_Exercise_. Starting from the first of the items and ending with the line that contains "395, 258, 409, 268", rewrite those lines with "parked car" swapped for "parked vehicle" and everything else left unchanged.

+===+

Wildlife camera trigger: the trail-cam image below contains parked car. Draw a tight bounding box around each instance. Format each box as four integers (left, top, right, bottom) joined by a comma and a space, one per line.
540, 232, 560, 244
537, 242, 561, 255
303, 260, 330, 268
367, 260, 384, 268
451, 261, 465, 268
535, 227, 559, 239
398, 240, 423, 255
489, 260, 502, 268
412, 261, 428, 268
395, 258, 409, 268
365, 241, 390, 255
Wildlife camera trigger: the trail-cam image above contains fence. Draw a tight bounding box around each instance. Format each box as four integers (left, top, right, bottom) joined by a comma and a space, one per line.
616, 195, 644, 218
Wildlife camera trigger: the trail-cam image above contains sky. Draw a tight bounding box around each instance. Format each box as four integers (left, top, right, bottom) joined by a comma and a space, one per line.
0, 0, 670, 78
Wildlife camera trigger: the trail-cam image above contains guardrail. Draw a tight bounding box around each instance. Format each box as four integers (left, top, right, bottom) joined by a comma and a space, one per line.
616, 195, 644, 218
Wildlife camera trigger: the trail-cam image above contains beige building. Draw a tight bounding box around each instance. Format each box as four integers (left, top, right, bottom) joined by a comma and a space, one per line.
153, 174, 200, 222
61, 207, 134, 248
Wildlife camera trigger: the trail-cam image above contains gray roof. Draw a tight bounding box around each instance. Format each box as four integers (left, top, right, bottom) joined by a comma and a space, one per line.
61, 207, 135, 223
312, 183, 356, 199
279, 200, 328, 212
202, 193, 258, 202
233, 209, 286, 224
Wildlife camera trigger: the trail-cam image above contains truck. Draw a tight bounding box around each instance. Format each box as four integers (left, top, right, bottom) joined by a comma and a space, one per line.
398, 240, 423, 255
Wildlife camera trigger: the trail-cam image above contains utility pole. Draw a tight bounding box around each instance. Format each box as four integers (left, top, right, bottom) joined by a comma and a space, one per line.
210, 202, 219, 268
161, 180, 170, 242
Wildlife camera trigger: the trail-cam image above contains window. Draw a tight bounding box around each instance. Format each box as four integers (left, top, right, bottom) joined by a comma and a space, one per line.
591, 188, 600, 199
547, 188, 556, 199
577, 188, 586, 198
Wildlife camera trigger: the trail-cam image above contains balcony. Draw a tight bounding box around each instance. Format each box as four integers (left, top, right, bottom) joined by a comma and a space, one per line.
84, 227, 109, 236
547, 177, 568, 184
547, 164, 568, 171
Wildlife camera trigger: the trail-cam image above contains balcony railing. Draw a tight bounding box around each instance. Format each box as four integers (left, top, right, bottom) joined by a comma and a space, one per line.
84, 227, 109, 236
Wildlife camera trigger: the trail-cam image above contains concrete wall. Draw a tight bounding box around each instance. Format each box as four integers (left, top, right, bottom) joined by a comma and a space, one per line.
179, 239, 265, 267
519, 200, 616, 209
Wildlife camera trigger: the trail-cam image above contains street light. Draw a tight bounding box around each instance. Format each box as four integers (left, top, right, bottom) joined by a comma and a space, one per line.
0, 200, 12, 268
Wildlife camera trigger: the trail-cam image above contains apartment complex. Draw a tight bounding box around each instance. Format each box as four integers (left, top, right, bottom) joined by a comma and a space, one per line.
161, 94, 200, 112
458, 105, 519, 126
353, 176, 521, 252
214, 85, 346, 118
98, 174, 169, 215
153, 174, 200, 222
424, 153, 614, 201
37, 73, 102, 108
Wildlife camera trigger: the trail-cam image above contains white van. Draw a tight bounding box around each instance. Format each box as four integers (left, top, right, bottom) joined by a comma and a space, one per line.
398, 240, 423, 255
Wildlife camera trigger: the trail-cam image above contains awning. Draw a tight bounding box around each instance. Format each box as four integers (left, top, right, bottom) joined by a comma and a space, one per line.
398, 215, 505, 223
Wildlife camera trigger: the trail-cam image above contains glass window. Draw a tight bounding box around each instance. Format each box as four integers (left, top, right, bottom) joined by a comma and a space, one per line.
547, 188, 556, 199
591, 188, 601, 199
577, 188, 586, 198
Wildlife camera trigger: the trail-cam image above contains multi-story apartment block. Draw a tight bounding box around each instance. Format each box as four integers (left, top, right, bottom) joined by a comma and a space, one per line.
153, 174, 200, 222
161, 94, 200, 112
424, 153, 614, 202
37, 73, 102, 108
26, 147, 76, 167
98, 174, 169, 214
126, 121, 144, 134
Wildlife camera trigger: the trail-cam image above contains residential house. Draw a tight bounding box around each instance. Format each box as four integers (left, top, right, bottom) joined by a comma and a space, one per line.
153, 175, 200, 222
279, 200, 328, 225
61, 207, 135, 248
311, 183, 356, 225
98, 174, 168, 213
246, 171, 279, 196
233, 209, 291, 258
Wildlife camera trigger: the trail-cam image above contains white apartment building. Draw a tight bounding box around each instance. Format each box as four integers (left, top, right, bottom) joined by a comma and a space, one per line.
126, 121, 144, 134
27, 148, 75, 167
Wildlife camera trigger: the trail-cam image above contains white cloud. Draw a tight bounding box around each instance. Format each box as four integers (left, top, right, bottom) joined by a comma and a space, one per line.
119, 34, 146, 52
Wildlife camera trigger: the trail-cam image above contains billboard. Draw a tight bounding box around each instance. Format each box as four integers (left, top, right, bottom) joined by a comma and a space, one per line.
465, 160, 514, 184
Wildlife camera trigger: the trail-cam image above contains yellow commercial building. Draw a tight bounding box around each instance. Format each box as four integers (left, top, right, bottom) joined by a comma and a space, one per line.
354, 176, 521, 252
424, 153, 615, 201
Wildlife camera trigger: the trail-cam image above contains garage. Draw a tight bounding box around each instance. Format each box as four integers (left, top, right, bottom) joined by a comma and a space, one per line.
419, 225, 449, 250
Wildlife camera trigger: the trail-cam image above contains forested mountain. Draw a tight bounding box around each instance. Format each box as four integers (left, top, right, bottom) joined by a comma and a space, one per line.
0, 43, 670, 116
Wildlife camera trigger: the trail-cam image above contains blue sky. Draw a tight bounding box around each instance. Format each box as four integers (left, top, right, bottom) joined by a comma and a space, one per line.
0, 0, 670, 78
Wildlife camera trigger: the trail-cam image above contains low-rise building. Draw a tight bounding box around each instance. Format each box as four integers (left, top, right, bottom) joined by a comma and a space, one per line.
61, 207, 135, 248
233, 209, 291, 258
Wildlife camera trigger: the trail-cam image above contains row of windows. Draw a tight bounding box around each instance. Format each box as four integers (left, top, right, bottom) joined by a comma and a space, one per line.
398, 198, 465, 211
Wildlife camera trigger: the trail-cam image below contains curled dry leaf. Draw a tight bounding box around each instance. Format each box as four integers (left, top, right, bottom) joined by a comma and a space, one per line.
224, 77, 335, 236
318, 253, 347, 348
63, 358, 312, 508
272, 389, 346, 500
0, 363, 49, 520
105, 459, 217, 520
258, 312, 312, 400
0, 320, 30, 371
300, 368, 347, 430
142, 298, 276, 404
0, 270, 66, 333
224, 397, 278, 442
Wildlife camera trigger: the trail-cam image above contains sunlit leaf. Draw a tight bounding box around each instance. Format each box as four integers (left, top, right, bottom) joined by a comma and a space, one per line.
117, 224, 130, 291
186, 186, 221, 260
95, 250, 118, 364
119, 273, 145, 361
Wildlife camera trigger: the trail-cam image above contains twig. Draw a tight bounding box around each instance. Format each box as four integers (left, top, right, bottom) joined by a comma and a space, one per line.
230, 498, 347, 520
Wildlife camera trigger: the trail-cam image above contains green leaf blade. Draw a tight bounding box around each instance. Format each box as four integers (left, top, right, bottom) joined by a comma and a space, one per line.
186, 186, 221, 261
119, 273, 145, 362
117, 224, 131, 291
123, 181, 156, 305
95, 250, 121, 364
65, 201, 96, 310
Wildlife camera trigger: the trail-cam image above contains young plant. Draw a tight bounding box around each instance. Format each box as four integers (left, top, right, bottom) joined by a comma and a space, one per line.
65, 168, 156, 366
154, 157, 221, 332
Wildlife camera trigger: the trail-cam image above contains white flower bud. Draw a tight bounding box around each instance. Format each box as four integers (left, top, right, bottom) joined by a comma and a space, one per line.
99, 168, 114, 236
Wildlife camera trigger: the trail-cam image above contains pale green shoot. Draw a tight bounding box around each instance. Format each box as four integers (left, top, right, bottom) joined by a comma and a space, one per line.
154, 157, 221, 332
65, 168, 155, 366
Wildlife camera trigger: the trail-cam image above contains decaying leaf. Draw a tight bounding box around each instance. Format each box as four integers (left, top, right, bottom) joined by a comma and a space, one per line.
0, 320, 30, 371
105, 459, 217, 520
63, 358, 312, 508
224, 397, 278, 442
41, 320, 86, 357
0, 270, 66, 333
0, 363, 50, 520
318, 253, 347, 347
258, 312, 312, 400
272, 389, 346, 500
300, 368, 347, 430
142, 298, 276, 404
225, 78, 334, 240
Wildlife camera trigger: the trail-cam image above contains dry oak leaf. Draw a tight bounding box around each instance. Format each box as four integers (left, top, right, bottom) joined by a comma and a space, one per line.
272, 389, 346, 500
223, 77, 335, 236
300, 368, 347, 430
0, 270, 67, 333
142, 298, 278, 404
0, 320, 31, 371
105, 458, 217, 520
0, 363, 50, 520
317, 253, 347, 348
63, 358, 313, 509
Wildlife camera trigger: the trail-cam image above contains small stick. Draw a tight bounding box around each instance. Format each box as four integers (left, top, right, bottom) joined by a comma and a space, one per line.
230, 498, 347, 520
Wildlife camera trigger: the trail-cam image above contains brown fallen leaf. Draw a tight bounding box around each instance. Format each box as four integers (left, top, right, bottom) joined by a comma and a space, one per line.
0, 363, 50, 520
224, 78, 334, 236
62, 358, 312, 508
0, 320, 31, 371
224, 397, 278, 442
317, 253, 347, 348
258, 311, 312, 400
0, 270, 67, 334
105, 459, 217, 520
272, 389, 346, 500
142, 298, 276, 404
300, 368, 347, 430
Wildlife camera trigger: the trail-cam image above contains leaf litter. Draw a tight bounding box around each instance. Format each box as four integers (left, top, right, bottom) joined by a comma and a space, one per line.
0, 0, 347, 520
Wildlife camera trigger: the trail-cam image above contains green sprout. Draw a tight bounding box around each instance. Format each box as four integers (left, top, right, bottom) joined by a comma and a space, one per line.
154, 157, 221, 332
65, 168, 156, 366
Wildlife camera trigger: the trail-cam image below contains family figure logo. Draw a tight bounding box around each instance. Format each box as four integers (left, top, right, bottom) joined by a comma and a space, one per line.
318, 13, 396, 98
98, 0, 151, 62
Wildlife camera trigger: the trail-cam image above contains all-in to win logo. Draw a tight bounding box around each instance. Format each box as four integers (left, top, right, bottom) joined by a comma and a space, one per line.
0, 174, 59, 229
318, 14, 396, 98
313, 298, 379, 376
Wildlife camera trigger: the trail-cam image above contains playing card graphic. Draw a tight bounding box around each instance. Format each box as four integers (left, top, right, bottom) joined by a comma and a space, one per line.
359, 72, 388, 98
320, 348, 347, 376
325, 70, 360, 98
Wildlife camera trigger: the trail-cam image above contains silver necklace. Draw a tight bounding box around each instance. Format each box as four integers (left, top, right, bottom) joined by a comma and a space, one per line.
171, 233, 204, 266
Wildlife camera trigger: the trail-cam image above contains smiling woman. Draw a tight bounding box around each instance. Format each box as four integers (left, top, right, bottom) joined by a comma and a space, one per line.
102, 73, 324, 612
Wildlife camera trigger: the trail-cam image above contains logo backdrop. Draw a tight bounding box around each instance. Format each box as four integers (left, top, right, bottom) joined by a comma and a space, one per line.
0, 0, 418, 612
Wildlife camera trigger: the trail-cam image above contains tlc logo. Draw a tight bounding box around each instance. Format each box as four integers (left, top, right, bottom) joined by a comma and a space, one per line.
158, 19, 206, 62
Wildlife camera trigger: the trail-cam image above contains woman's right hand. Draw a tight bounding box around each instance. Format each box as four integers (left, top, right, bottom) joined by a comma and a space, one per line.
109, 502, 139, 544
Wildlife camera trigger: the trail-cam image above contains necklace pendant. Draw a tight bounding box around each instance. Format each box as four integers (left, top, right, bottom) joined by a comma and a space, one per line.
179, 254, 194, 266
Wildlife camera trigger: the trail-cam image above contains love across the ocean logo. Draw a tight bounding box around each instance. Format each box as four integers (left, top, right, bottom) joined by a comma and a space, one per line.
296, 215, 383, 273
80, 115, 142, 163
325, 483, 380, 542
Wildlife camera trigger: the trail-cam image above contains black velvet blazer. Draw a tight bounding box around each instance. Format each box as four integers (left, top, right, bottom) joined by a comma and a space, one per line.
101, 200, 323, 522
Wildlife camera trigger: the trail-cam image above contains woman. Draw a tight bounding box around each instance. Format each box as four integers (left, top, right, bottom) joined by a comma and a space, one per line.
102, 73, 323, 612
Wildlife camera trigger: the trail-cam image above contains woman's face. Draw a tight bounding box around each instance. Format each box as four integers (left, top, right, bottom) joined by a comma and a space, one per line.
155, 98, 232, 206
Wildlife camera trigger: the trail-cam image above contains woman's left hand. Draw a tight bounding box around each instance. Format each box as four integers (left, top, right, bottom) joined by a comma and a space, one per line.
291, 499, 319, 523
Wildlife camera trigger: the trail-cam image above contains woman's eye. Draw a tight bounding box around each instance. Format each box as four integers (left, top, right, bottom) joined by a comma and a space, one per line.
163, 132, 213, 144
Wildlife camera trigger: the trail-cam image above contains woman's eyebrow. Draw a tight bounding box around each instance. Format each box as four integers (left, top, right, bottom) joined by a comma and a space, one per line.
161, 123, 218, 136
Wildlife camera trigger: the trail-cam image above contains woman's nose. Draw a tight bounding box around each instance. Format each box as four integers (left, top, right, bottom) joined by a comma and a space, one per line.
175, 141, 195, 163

+===+

_The solution_.
Wildlife camera trigger: the trail-cam image below contains parked vehicle. Draw a tight bounding box around each instance. Format each box as four integers (left, top, right, bottom) joined by a comma and a space, one per line.
540, 232, 560, 244
537, 242, 561, 255
303, 260, 330, 268
367, 260, 384, 268
451, 261, 465, 268
535, 227, 559, 239
398, 240, 423, 255
489, 260, 502, 268
412, 261, 428, 268
395, 258, 409, 268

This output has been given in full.